>> START

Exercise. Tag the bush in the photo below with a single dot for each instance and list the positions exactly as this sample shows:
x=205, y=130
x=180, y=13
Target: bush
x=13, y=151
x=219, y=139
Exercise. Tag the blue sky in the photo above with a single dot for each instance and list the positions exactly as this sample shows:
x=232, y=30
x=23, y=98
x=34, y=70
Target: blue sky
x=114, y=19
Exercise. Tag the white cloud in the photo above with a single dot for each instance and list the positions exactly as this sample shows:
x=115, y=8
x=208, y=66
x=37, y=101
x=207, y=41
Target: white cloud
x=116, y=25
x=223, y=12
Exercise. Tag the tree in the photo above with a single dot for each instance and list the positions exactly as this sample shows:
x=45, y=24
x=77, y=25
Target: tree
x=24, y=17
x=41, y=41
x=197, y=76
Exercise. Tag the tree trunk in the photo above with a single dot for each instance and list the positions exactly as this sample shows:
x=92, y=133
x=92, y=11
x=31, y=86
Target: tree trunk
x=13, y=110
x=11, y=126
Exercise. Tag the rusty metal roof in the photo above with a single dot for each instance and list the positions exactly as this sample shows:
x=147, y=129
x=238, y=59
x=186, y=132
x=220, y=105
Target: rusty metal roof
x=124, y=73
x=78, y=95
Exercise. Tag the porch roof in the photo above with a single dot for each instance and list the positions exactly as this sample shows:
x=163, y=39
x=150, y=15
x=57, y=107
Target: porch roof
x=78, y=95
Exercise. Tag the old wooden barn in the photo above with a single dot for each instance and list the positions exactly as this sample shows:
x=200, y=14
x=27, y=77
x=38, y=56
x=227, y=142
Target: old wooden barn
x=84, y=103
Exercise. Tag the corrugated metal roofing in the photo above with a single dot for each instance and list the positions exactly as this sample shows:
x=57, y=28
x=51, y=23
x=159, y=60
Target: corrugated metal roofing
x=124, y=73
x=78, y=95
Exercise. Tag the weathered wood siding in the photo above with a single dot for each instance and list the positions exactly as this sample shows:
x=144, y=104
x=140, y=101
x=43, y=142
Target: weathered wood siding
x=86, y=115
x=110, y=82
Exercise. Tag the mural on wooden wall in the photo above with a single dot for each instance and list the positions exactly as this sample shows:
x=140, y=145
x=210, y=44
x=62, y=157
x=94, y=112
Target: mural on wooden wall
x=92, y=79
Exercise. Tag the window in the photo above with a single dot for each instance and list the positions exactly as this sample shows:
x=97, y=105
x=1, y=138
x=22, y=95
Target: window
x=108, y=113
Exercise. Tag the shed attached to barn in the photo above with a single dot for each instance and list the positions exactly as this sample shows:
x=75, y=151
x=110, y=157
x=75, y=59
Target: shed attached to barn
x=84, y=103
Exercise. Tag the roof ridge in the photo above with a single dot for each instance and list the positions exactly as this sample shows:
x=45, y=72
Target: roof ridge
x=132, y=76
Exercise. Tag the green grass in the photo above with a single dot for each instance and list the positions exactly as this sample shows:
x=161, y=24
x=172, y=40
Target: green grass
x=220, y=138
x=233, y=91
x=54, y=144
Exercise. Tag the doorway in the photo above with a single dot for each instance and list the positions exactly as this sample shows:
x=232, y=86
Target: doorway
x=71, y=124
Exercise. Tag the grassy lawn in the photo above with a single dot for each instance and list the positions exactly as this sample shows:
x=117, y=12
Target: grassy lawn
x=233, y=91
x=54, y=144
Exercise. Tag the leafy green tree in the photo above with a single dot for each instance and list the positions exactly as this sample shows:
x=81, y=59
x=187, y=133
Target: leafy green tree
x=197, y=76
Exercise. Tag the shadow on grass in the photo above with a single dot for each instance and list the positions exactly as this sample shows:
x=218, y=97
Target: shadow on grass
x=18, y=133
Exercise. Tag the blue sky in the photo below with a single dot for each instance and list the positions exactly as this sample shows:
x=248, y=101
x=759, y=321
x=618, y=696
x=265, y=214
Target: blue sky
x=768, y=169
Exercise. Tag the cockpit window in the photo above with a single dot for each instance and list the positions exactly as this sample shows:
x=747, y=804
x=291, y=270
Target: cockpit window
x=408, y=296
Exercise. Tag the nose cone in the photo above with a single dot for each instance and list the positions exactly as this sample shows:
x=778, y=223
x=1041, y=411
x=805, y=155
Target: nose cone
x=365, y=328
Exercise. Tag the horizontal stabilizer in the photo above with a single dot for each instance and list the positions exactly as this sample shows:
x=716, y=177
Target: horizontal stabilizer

>> END

WHAT TO PRODUCE
Update every item above by replacing "single dot" with "single marker" and leaving everything else unchanged.

RESPONSE TO THE EXERCISE
Exercise. Tag the bush in the photo below with a single marker for each instance and list the positions exactly as this sample shows:
x=205, y=130
x=180, y=13
Target: bush
x=13, y=151
x=219, y=139
Exercise. Tag the blue sky in the photo above with a single marker for each instance and list the positions exactly as this sample shows:
x=232, y=30
x=23, y=98
x=34, y=70
Target: blue sky
x=114, y=19
Exercise. Tag the white cloud in the photo above with a single marker for each instance and list the positions exactly as this sample shows:
x=115, y=8
x=208, y=66
x=37, y=101
x=207, y=41
Target: white cloud
x=116, y=25
x=223, y=12
Exercise. Tag the tree in the photo above with a single marker for each instance and list the positions exactly as this sample shows:
x=45, y=24
x=77, y=25
Target: tree
x=24, y=17
x=41, y=41
x=197, y=76
Exercise. Tag the tree trunk in the photo above with a single marker for each instance and list the positions exactly as this sample shows:
x=92, y=133
x=92, y=11
x=31, y=86
Target: tree trunk
x=13, y=110
x=11, y=126
Exercise. Tag the rusty metal roof in the photo above with a single marker for each instance and list the positions exactly as this sample shows:
x=147, y=129
x=238, y=59
x=186, y=132
x=220, y=105
Target: rusty metal roof
x=124, y=73
x=78, y=95
Exercise. Tag the porch roof in the photo above with a single marker for each instance and list the positions exactly as this sample shows:
x=163, y=39
x=150, y=15
x=57, y=107
Target: porch roof
x=78, y=95
Exercise. Tag the old wooden barn in the photo above with a single marker for each instance and list the positions exactly as this sample shows:
x=200, y=14
x=27, y=77
x=38, y=56
x=227, y=142
Target: old wooden barn
x=84, y=103
Exercise. Tag the corrugated metal roofing in the photo above with a single marker for each instance and list the positions exactly as this sample shows:
x=57, y=28
x=51, y=23
x=159, y=60
Target: corrugated metal roofing
x=124, y=73
x=78, y=95
Exercise. Tag the weathered wood siding in the photo above with a single marker for each instance and list the positions exactly as this sample shows:
x=144, y=104
x=140, y=101
x=43, y=142
Target: weathered wood siding
x=86, y=115
x=110, y=82
Exercise. Tag the mural on wooden wall in the photo above with a single marker for each instance and list the positions exactly as this sample shows:
x=140, y=145
x=210, y=44
x=62, y=157
x=94, y=112
Target: mural on wooden wall
x=92, y=79
Exercise. Tag the window in the photo above with a single marker for each instance and list the positions exactly as this sample shows:
x=97, y=105
x=1, y=138
x=22, y=95
Target: window
x=108, y=113
Exercise. Tag the shed attached to barn in the photo above with a single marker for each instance and list the positions exactly as this sample shows:
x=75, y=151
x=110, y=157
x=75, y=59
Target: shed attached to barn
x=84, y=103
Exercise. Tag the roof ridge in the photo above with a single marker for each instance and list the positions exactly as this sample shows:
x=45, y=72
Target: roof ridge
x=132, y=76
Exercise. Tag the green grass in the photo above with a single marker for each instance and list the positions exactly as this sample shows:
x=161, y=24
x=172, y=40
Target: green grass
x=220, y=138
x=233, y=91
x=54, y=144
Exercise. Tag the doorway in the photo above with a single marker for each instance and list the positions exactly as this sample shows:
x=232, y=86
Target: doorway
x=71, y=124
Exercise. Tag the grassy lawn in the photo above with a single marker for each instance and list the positions exactly as this sample shows:
x=117, y=12
Target: grassy lawn
x=233, y=91
x=54, y=144
Exercise. Tag the leafy green tree in the photo above with a single marker for each instance and list the positions exactly as this sample shows:
x=81, y=59
x=187, y=133
Target: leafy green tree
x=197, y=76
Exercise. Tag the shadow on grass in the photo above with a single marker for each instance and list the positions exactly as this sample shows:
x=218, y=97
Target: shadow on grass
x=18, y=133
Exercise. Tag the blue sky in the photo below with a single marker for each instance and list the positions exactly as this sample shows:
x=248, y=101
x=759, y=321
x=618, y=696
x=265, y=214
Target: blue sky
x=768, y=169
Exercise. Tag the cockpit window in the photo above with a single marker for each instance and list the positions exactly as this sample shows:
x=747, y=804
x=291, y=270
Target: cockpit window
x=408, y=296
Exercise. Tag the nose cone in the photo above with a single marker for each instance and list the positions exactly as this sample shows:
x=778, y=223
x=1041, y=411
x=805, y=155
Target: nose cone
x=365, y=328
Exercise. Tag the horizontal stabilizer in the photo above with a single marker for each instance and list the positions exactly as this sample shows:
x=716, y=177
Target: horizontal stabilizer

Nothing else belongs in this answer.